### BRIEF
The records need to be set down again exactly as they appear.

### Stored data entries
****************************************

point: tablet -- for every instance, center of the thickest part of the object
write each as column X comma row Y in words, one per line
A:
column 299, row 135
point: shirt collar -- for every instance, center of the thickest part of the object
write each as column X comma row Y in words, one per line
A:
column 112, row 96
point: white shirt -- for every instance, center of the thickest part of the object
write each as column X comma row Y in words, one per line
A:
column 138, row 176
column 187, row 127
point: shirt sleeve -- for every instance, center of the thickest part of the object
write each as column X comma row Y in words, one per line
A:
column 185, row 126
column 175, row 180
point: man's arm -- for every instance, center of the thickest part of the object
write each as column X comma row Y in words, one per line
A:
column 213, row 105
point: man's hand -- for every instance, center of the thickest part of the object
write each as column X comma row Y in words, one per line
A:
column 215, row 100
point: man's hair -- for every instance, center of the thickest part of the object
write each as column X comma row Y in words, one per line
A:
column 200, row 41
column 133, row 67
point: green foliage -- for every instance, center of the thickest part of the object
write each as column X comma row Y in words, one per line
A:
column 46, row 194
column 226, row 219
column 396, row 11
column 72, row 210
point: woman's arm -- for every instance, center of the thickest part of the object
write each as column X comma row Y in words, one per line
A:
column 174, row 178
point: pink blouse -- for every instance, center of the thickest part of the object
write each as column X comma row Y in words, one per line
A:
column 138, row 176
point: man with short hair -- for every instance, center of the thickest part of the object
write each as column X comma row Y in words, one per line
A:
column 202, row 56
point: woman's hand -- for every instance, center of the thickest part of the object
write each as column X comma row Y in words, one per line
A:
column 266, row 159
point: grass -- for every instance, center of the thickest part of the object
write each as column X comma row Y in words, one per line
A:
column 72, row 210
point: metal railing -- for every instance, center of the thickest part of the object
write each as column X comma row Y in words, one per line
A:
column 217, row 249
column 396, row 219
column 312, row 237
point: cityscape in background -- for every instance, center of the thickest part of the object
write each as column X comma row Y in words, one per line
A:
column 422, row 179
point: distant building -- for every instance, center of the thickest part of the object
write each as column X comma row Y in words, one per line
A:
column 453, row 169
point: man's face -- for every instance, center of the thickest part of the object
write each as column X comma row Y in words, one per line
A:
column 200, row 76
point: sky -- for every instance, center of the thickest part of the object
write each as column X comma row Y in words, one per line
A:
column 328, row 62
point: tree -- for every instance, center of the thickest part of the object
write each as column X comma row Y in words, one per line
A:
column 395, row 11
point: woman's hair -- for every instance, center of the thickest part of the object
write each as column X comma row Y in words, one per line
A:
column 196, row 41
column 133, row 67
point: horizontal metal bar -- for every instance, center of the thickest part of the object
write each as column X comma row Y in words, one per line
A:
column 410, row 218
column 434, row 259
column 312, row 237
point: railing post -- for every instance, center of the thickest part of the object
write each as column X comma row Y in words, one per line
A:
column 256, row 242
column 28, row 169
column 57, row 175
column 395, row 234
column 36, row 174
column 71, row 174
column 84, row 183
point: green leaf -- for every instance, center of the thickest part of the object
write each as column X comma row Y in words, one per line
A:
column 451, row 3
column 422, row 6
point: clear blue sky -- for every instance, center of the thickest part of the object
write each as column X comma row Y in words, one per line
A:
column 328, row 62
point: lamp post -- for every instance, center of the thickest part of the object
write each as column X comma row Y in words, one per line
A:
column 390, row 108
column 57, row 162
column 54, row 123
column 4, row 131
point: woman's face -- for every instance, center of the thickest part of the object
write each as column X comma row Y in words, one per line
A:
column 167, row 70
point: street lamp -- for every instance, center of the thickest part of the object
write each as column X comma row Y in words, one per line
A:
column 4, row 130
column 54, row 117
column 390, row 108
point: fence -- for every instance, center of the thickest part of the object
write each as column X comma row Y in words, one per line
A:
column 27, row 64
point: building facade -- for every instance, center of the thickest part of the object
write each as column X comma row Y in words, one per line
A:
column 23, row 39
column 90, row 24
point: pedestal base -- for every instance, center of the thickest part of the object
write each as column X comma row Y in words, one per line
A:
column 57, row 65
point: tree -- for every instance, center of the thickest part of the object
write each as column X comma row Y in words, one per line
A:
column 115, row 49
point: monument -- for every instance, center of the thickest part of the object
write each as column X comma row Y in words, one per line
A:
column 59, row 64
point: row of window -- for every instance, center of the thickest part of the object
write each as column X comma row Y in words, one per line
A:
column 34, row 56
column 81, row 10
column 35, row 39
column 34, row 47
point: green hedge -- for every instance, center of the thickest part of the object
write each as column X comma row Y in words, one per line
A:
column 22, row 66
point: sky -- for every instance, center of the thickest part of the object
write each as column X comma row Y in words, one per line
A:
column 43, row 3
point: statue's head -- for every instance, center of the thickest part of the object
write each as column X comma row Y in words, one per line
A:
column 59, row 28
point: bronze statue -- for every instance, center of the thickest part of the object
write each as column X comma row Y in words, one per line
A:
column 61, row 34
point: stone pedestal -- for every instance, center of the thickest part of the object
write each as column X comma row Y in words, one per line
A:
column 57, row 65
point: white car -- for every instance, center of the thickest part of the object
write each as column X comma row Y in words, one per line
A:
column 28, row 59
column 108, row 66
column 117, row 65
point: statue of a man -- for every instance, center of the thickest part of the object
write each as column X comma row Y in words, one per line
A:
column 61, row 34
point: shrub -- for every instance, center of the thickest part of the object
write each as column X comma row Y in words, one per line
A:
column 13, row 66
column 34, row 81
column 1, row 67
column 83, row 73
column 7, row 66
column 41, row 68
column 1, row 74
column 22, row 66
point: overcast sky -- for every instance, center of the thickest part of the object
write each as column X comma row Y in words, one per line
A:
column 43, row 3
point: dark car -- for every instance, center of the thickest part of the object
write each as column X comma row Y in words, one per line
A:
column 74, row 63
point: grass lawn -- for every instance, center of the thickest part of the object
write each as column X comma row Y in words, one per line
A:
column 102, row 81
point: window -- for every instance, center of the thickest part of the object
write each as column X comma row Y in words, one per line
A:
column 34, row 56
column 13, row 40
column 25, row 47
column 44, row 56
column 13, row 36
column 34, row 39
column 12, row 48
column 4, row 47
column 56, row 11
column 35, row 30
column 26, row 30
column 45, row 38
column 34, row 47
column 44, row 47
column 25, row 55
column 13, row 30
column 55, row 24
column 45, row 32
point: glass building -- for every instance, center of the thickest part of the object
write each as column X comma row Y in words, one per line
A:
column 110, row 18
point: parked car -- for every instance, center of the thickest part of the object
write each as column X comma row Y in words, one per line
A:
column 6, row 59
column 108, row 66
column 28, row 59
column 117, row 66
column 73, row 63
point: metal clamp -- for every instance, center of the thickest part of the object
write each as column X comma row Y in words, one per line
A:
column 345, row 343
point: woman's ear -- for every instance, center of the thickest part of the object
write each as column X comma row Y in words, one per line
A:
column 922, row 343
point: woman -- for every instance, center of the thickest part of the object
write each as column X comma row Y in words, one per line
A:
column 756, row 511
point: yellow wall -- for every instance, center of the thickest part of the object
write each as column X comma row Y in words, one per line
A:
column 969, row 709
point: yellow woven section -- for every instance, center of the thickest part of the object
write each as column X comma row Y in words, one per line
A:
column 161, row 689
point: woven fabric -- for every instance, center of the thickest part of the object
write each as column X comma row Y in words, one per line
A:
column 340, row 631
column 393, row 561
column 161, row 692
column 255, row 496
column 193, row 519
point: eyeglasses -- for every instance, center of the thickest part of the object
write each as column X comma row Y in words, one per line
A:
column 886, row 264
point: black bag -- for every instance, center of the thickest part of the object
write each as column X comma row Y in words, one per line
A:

****************************************

### TASK RESPONSE
point: tablet -- for every instance, center of the thickest part of the object
write each as column X comma row Y in words, one per line
A:
column 299, row 135
point: shirt collar -- for every instance, center of the thickest part of the object
write each as column X comma row Y in words, one per line
A:
column 112, row 96
point: white shirt -- for every instance, center of the thickest part of the object
write each as column X comma row Y in words, one per line
A:
column 138, row 176
column 187, row 127
point: shirt sleeve -- for every instance, center of the thickest part of the object
write each as column X comma row Y in words, one per line
A:
column 185, row 126
column 175, row 180
point: man's arm -- for every instance, center of the thickest part of the object
write each as column X comma row Y in words, one per line
A:
column 213, row 105
point: man's hand -- for every instance, center of the thickest part of the object
write each as column X comma row Y in words, one per line
A:
column 215, row 100
point: man's hair -- for every instance, center of the thickest part of the object
write each as column X comma row Y in words, one per line
A:
column 200, row 41
column 133, row 67
point: green foliage -- for every instance, center of the thickest part of the object
write each as column X comma row Y in words, one per line
A:
column 46, row 194
column 226, row 219
column 396, row 11
column 72, row 210
point: woman's arm -- for every instance, center of the thickest part of the object
write each as column X comma row Y in words, one per line
A:
column 174, row 178
point: pink blouse -- for every instance, center of the thickest part of the object
write each as column X comma row Y in words, one per line
A:
column 138, row 176
point: man with short hair -- for every instance, center of the thickest part of the object
write each as column X comma row Y in words, one per line
A:
column 202, row 56
point: woman's hand -- for every instance, center of the thickest part of the object
write each as column X comma row Y in words, one per line
A:
column 266, row 159
point: grass -- for every instance, center of the thickest part of the object
write each as column X comma row Y in words, one per line
A:
column 72, row 210
point: metal railing -- for every instance, center of the thickest part of the object
write each as column X comma row Y in words, one per line
A:
column 217, row 249
column 396, row 219
column 312, row 237
point: cityscape in background -- for every instance, center of the thickest part of the object
write each as column X comma row Y in words, one per line
A:
column 422, row 179
point: distant building -- for every instance, center of the thickest part of the object
write each as column X comma row Y in words, one per line
A:
column 453, row 169
point: man's face -- for every instance, center of the thickest part of the object
write each as column X comma row Y in words, one per line
A:
column 200, row 76
point: sky -- for every instance, center of the thickest part of the object
write each as column X comma row Y in words, one per line
A:
column 328, row 62
point: tree -- for every instance, center of the thickest part of the object
write each as column X comma row Y in words, one per line
A:
column 395, row 11
point: woman's hair -- for every instance, center of the thickest part of the object
write each as column X comma row Y in words, one per line
A:
column 196, row 41
column 133, row 67
point: horizontal metal bar -- for every instance, center of the thickest part of the object
write each as column X comma row Y in words, one per line
A:
column 410, row 218
column 434, row 259
column 312, row 237
point: railing post -- for every instance, center of the thickest part of the object
write each as column X comma row Y in words, one per line
A:
column 256, row 242
column 28, row 169
column 57, row 175
column 395, row 234
column 36, row 174
column 71, row 174
column 84, row 183
point: green leaf -- for every instance, center of the thickest part of the object
write each as column X comma row Y in words, one per line
A:
column 451, row 3
column 422, row 6
point: clear blue sky -- for every instance, center of the thickest part of the object
write each as column X comma row Y in words, one per line
A:
column 328, row 62
point: lamp post -- for every instance, center of the thickest part of the object
write each as column X comma row Y in words, one per line
A:
column 390, row 108
column 57, row 162
column 54, row 123
column 4, row 131
point: woman's face -- for every instance, center of the thickest part of the object
write each as column X comma row Y in words, one per line
A:
column 167, row 70
point: street lamp -- for every instance, center of the thickest part of the object
write each as column X comma row Y in words, one per line
A:
column 4, row 130
column 54, row 117
column 390, row 108
point: fence -- for every instance, center of the thickest part of the object
write each as column X comma row Y in words, one per line
A:
column 27, row 64
point: building facade -- for every instance, center of the thickest part of the object
write each as column X comma row Y in words, one per line
A:
column 23, row 39
column 90, row 24
point: pedestal base -- for every instance, center of the thickest part of the object
write each as column X comma row Y in words, one per line
A:
column 57, row 65
point: tree -- for every instance, center of the thickest part of the object
write each as column X comma row Y in words, one per line
A:
column 115, row 49
point: monument -- for every instance, center of the thickest part of the object
write each as column X comma row Y in words, one per line
A:
column 59, row 64
point: row of window -- for every instance, center of the thickest part of the object
write each as column X comma row Y in words, one per line
A:
column 34, row 56
column 81, row 10
column 35, row 39
column 34, row 47
point: green hedge -- for every instance, center of the thickest part of the object
write each as column X comma row Y in words, one per line
A:
column 22, row 66
point: sky -- for every instance, center of the thickest part of the object
write each as column X comma row Y in words, one per line
A:
column 43, row 3
point: statue's head -- for every instance, center of the thickest part of the object
write each as column X comma row Y in words, one per line
A:
column 59, row 28
point: bronze statue -- for every instance, center of the thickest part of the object
write each as column X comma row Y in words, one per line
A:
column 61, row 34
point: stone pedestal -- for every instance, center of the thickest part of the object
write each as column X comma row Y in words, one per line
A:
column 57, row 65
point: white car -- for every instance, center of the thickest part of the object
write each as column X comma row Y in words, one per line
A:
column 28, row 59
column 108, row 66
column 117, row 65
point: statue of a man -- for every instance, center of the thickest part of the object
write each as column X comma row Y in words, one per line
A:
column 61, row 34
point: shrub -- for every instance, center of the thickest part of the object
write each as column X comma row Y in words, one per line
A:
column 13, row 66
column 34, row 81
column 1, row 67
column 83, row 73
column 7, row 66
column 41, row 68
column 1, row 74
column 22, row 66
point: overcast sky -- for every instance, center of the thickest part of the object
write each as column X comma row Y in words, one per line
A:
column 43, row 3
point: dark car -- for every instance, center of the thickest part of the object
write each as column X comma row Y in words, one per line
A:
column 74, row 63
point: grass lawn -- for every instance, center of the thickest part of the object
write each as column X comma row Y in words, one per line
A:
column 102, row 81
point: window -- for every instance, center of the thickest part of the object
write each as column X comma row Y in words, one per line
A:
column 34, row 56
column 13, row 40
column 25, row 47
column 44, row 56
column 13, row 36
column 34, row 39
column 12, row 48
column 4, row 47
column 56, row 11
column 35, row 30
column 26, row 30
column 45, row 38
column 34, row 47
column 44, row 47
column 25, row 55
column 13, row 30
column 55, row 24
column 45, row 32
point: glass building -- for every instance, center of the thickest part of the object
write each as column X comma row Y in words, one per line
A:
column 110, row 18
point: parked car -- for every instance, center of the thickest part of the object
write each as column X comma row Y in words, one per line
A:
column 6, row 59
column 108, row 66
column 28, row 59
column 117, row 66
column 73, row 63
point: metal clamp -- for every instance, center of the thickest part of the object
write each as column X comma row Y in words, one per line
A:
column 345, row 343
point: woman's ear -- for every instance, center of the thickest part of the object
write each as column X comma row Y in words, one per line
A:
column 922, row 343
point: woman -- for every instance, center of the thickest part of the object
write each as column X comma row Y in words, one per line
A:
column 756, row 511
point: yellow wall -- for every instance, center of the thickest part of the object
write each as column X comma row Y in words, one per line
A:
column 969, row 709
point: yellow woven section -- for every instance, center of the thickest part of the object
write each as column X comma row Y in words, one per line
A:
column 161, row 689
point: woven fabric -- for every instance, center of the thickest part of the object
write each as column X comma row Y in words, one per line
A:
column 340, row 631
column 393, row 561
column 161, row 692
column 255, row 496
column 193, row 519
point: eyeglasses -- for every instance, center of the thickest part of the object
write each as column X comma row Y in words, one per line
A:
column 886, row 264
point: black bag -- for every instance, center of the thickest part of the object
write each as column X comma row Y in words, one per line
A:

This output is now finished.